**Given text**
Content starts
Sixteen gigabytes is where local AI stops being a demo. An 8B model (Qwen3 8B is about 5GB at Q4) leaves plenty of room for context and runs quickly on a modern laptop. This tier also unlocks the first genuinely strong option: OpenAI says its gpt-oss-20b runs on edge devices with just 16GB of memory, because its mixture-of-experts design activates only a fraction of its parameters per token. For most people who want a private, capable assistant on the machine they already own, 16GB is the answer.

24 to 32GB: the prosumer GPU tier

This is the high-end consumer graphics card bracket: an RTX 4090 carries 24GB of VRAM and the newer RTX 5090 carries 32GB. It runs 14B to 32B dense models at Q4, which is where open models start to feel close to the commercial frontier for everyday work. A 32B like Qwen3 32B (about 20GB) fits with room for a long context, and agentic coding becomes realistic. If you are choosing hardware specifically to run models, this tier is the best balance of capability and cost for most enthusiasts.

48 to 128GB: 70B models and the personal supercomputer

A 70B model at Q4 needs roughly 40 to 48GB, so 64GB is the entry point for the heavyweight open models like Llama 3.3 70B. Push to 128GB and you reach the most interesting recent category: the personal AI box. NVIDIA’s DGX Spark pairs 128GB of unified memory with 273 GB/s of bandwidth and, per NVIDIA, runs inference on models up to 200 billion parameters and fine-tunes up to 70B. A 128GB Mac Studio reaches the same class. This is also the tier where gpt-oss-120b lives: OpenAI says the 120B version runs within 80GB of memory.

512GB and up: the largest open weights

At the top of the ladder is one headline use case: running the biggest open models in existence. DeepSeek R1 at 671 billion parameters consumes about 404GB even at 4-bit, which is why it needs a 512GB machine to hold it with working room. The remarkable part is that this is now possible on a single desktop. As MacRumors reported, a Mac Studio with an M3 Ultra and 512GB of unified memory runs DeepSeek R1 locally, and a TechRadar reviewer measured it at roughly 17 to 18 tokens per second while drawing under 200 watts. The alternative, a multi-GPU server, costs far more and burns far more power, and is the start of the next ladder.

The VRAM ladder: consumer cards to rack-scale systems

If you run models on a graphics card rather than in system memory, this is the ladder that matters. VRAM is faster but scarcer, so the rungs are smaller and the prices climb steeply. The table runs from an entry consumer card to a full data-center rack that NVIDIA treats as one giant GPU.
Content ends
**List of tasks**
[A] Translate this sentence from the passage on memory tiers for local AI into Spanish: "VRAM is faster but scarcer, so the rungs are smaller and the prices climb steeply."
[B] In the passage on memory tiers for local AI, how much unified memory does NVIDIA's DGX Spark have?

**Recorded information**
Content starts
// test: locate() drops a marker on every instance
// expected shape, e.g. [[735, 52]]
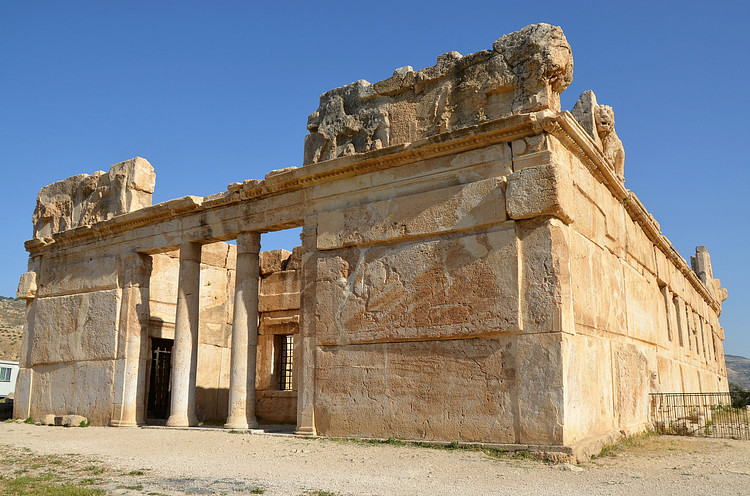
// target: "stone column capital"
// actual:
Content ends
**Results for the exercise**
[A] La VRAM es más rápida pero más escasa, por lo que los peldaños son más pequeños y los precios suben de forma pronunciada.

[B] 128GB